#### Exercise requirements
Return the data below verbatim, reproducing every line without alteration.

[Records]
--------
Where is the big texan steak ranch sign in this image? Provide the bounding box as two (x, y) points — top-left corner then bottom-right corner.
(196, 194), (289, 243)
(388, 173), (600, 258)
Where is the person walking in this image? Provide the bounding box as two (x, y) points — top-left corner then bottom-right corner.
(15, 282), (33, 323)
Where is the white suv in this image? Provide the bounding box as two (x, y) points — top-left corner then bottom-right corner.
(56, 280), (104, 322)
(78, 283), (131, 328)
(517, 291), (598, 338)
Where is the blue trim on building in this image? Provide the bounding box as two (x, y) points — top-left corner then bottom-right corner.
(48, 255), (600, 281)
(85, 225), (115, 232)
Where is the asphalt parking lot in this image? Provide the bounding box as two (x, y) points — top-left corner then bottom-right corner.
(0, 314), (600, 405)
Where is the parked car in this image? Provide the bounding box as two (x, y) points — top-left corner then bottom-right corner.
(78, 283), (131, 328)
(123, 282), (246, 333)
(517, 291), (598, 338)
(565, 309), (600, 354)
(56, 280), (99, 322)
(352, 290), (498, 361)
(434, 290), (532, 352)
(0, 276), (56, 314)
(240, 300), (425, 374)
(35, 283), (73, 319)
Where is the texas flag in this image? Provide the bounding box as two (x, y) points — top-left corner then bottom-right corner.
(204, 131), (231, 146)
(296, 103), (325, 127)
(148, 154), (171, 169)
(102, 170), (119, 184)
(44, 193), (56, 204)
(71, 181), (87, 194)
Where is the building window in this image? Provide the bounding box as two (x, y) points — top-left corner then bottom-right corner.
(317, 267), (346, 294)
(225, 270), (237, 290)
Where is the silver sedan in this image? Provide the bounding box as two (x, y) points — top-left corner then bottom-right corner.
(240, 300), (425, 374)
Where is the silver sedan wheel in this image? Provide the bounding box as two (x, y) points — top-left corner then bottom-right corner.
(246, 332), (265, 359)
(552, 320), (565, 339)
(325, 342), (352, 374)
--------
#### Expected answer
Where is the big texan steak ranch sign in this image? Provide the bounding box as two (x, y) points — top-left corner then bottom-right corner.
(196, 194), (289, 243)
(388, 173), (600, 258)
Where is the person walking in this image? Provide the bounding box as two (x, y) points — top-left corner then bottom-right corner.
(15, 282), (33, 323)
Where is the white suv in this image? Provide the bounding box as two (x, y) points — top-left corner then bottom-right corner.
(56, 280), (104, 322)
(78, 283), (131, 328)
(517, 291), (598, 338)
Where is the blue trim on building in this image? Provide the bounding box as two (x, y) points — top-left corner then bottom-right corner.
(48, 255), (600, 281)
(85, 225), (115, 232)
Where is the asphalt parking lot in this image? Provide the bounding box as two (x, y) points — top-left corner then bottom-right corner.
(0, 314), (600, 405)
Where is the parked car in this image? Provide the bounding box as two (x, y) points — top-left corner then bottom-right corner.
(78, 283), (131, 328)
(123, 282), (246, 333)
(517, 291), (598, 338)
(565, 309), (600, 354)
(56, 280), (99, 322)
(352, 290), (498, 361)
(434, 290), (532, 352)
(0, 276), (56, 314)
(240, 300), (425, 374)
(35, 283), (73, 319)
Where is the texas flag in this image? Provide the bounding box as two (x, y) points — top-left corner then bottom-right corner.
(204, 131), (231, 146)
(296, 103), (325, 127)
(148, 154), (171, 169)
(102, 170), (119, 184)
(44, 193), (56, 204)
(71, 181), (87, 194)
Where is the building window in this image? Provide the bounding box as two (x, y) points — top-left corner then bottom-right corner.
(317, 267), (346, 294)
(225, 270), (237, 290)
Where is the silver sedan in this image? Provide the bounding box as two (x, y) points — top-left corner then bottom-right corner.
(240, 300), (425, 374)
Where is the silver sedan wheel in this image? Provide the bounding box as two (x, y) points — top-left corner then bottom-right corner.
(246, 332), (265, 359)
(552, 320), (565, 339)
(325, 342), (352, 374)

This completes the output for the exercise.